──────── DATA ────────
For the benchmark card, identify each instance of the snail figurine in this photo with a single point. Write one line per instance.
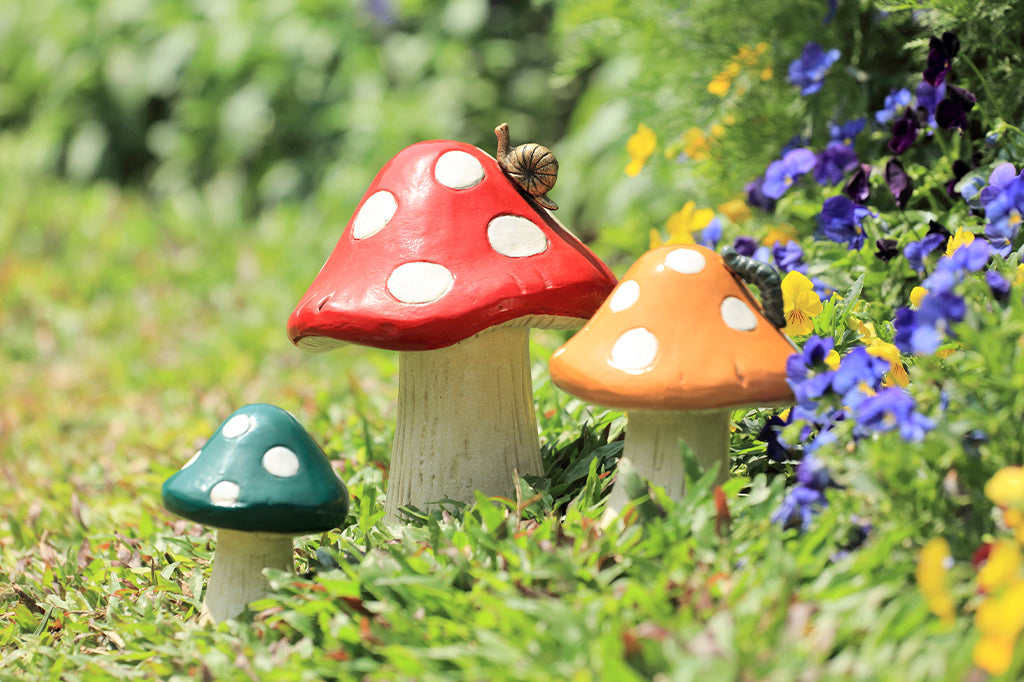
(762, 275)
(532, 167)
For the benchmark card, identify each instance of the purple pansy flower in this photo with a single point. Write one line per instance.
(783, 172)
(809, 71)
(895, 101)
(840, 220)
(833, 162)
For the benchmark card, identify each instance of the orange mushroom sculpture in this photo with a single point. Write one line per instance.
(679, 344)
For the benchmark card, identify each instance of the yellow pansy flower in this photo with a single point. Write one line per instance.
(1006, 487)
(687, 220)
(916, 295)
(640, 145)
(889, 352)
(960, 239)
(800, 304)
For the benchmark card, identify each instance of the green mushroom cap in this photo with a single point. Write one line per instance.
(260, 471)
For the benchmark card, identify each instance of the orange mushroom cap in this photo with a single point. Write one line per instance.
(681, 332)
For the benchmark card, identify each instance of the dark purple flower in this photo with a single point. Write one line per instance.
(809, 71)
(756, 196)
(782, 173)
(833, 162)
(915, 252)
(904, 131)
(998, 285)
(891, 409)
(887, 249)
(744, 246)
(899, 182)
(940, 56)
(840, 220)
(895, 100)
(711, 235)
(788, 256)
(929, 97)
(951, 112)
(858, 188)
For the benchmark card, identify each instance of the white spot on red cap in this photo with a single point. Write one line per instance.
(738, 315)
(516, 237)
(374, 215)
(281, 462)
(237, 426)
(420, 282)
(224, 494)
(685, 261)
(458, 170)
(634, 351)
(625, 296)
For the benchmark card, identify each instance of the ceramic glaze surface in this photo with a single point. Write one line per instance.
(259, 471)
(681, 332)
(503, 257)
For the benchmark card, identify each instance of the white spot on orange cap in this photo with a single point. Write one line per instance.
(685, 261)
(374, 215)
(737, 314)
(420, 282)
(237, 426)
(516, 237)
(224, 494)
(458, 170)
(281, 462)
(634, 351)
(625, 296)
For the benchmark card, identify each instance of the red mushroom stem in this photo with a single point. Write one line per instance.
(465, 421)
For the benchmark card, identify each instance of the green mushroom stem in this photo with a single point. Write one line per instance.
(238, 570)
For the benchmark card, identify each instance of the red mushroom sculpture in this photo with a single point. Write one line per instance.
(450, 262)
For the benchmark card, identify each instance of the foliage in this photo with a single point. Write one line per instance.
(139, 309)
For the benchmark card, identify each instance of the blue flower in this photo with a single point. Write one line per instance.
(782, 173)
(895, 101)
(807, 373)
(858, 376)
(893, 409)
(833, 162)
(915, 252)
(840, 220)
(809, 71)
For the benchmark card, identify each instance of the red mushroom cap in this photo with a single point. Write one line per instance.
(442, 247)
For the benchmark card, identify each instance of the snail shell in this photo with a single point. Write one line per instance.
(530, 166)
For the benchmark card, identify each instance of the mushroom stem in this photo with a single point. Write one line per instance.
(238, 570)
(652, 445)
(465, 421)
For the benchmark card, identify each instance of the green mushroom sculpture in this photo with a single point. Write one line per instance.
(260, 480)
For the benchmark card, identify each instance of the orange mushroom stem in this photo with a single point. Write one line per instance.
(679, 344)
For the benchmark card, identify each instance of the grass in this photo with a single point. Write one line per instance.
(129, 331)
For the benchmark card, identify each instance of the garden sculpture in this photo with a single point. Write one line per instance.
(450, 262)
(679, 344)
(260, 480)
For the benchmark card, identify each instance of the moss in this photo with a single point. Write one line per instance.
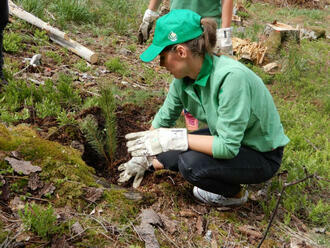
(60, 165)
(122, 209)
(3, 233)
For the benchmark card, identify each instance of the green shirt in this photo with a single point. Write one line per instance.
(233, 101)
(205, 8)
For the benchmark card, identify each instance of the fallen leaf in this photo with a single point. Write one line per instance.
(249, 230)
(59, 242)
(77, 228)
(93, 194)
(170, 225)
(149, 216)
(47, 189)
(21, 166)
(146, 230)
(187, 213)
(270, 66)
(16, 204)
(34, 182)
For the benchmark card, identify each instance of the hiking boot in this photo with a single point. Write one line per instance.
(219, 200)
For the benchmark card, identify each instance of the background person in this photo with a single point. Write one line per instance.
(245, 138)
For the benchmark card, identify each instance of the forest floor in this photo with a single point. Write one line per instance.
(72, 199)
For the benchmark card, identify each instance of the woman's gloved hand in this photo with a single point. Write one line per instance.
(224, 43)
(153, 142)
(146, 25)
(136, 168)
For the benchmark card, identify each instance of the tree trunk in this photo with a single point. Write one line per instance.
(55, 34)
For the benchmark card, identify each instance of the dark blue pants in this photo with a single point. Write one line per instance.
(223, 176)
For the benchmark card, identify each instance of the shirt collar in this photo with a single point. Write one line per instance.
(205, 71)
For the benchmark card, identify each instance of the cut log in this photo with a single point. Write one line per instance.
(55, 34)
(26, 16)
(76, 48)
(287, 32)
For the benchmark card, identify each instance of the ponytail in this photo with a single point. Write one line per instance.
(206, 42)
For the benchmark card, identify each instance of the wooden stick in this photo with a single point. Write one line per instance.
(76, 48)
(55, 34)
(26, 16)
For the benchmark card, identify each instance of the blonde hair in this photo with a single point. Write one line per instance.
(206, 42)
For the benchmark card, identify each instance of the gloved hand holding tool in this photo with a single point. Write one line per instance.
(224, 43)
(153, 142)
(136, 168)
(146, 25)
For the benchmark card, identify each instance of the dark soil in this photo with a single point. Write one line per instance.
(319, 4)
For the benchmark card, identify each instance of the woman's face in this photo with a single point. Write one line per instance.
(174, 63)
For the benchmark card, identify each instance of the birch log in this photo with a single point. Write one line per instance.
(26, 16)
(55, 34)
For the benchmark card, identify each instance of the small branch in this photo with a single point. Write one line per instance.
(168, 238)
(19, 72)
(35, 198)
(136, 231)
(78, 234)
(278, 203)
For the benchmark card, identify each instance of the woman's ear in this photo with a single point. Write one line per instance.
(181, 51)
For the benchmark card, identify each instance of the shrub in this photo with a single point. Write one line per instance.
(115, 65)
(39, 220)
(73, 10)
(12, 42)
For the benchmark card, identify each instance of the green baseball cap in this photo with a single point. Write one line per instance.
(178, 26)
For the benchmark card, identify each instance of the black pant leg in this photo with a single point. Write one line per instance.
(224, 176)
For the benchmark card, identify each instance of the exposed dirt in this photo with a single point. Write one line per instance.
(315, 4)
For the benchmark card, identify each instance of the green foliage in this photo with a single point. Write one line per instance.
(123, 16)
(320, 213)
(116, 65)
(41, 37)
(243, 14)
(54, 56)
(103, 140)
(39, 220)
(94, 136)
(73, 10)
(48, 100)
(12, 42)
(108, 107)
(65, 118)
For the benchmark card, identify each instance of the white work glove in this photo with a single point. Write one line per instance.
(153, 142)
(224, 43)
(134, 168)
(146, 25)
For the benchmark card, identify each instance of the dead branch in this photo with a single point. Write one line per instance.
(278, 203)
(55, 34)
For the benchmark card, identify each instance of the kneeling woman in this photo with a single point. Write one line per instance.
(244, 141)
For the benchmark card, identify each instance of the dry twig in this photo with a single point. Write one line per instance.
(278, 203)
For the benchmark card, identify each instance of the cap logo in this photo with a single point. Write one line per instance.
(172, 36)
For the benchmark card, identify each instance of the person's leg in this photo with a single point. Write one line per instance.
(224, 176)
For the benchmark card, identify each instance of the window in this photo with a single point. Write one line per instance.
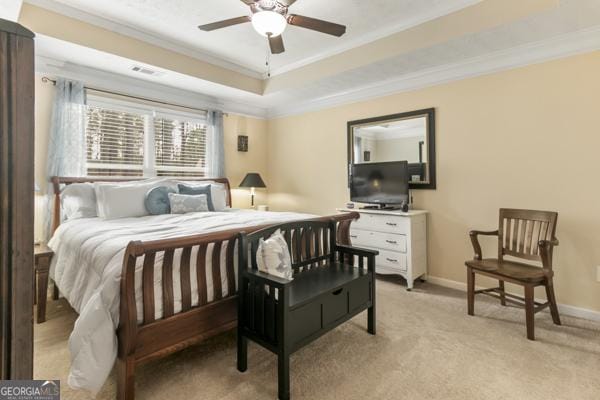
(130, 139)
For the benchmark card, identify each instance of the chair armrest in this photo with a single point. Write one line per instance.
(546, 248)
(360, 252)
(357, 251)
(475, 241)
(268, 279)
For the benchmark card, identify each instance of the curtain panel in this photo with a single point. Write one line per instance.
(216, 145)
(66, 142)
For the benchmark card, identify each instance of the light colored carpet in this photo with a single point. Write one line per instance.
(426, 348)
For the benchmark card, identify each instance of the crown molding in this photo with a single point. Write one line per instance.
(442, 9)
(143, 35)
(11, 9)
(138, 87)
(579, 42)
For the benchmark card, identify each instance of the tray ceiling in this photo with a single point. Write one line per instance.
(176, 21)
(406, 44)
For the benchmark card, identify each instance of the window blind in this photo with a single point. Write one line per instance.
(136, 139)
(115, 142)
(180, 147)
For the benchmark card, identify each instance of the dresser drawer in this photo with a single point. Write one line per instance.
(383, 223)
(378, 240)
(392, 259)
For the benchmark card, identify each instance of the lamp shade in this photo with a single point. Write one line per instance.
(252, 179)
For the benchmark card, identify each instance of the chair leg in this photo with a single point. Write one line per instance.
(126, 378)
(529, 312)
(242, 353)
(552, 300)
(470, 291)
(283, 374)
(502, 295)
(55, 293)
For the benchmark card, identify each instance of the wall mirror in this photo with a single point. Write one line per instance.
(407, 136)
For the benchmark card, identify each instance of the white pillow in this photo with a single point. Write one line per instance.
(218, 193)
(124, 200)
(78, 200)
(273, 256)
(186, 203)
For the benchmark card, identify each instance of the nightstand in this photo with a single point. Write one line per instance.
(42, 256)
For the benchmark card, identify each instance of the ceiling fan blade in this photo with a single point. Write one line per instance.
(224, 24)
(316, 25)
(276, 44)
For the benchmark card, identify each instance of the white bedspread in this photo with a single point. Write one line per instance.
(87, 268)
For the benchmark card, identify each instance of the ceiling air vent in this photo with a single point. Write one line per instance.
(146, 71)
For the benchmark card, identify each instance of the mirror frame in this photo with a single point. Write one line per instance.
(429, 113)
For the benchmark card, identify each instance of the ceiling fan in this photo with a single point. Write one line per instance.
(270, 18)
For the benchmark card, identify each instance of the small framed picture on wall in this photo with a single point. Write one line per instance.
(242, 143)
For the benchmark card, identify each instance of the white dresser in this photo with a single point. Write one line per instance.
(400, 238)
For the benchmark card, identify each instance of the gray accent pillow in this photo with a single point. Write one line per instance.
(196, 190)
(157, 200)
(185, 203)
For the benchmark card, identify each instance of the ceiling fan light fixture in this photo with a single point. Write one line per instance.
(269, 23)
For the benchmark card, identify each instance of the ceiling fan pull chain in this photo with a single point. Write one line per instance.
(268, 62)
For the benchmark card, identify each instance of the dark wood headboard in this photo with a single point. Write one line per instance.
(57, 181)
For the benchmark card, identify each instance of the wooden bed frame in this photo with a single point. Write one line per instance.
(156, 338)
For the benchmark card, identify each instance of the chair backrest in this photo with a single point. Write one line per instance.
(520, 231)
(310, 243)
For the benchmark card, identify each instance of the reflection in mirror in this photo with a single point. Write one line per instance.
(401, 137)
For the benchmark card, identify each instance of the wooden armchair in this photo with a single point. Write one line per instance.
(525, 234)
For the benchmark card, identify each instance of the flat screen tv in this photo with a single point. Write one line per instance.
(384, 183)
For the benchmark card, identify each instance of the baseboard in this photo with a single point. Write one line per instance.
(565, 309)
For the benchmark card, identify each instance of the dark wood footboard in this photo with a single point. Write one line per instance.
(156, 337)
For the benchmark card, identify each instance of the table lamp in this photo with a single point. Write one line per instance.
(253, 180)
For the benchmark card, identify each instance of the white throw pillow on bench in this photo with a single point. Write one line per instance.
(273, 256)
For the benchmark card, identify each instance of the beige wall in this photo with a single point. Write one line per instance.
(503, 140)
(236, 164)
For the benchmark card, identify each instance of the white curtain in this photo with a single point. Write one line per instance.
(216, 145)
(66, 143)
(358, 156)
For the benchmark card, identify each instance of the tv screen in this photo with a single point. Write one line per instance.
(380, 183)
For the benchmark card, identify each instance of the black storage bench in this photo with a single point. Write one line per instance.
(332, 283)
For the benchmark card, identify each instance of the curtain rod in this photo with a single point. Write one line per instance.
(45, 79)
────────
EXERCISE AIM - Rewrite the rows starting with the line that contains "For the benchmark card, identify each instance of the table" and going on through the end of the rows, replacing "tv screen" with "television screen" and leaving everything else unchanged.

RESPONSE -
For the benchmark card, identify each instance of the table lamp in this photo with a single point. Write one line per instance.
(253, 180)
For the benchmark card, identify each instance of the white throw pillow on bench in this photo with a single point. Write one line per instance.
(273, 256)
For the benchmark card, identify each instance of the beige wall in this photo with a single point. Write one line per instance.
(503, 140)
(236, 164)
For the benchmark card, identify each instance of the white curtain in this photo with a single point. Write one line per instance.
(216, 145)
(66, 143)
(358, 156)
For the benchmark card, identify each instance of the television screen in this photo with a single point. Write one line per instance.
(380, 183)
For the benchmark card, identify each instance of the black storage bench in this photo with a single point. Write one line per instance.
(332, 283)
For the benchmark card, identify each instance of the curtain rod in this photo with a single point. Write one line per instance.
(45, 79)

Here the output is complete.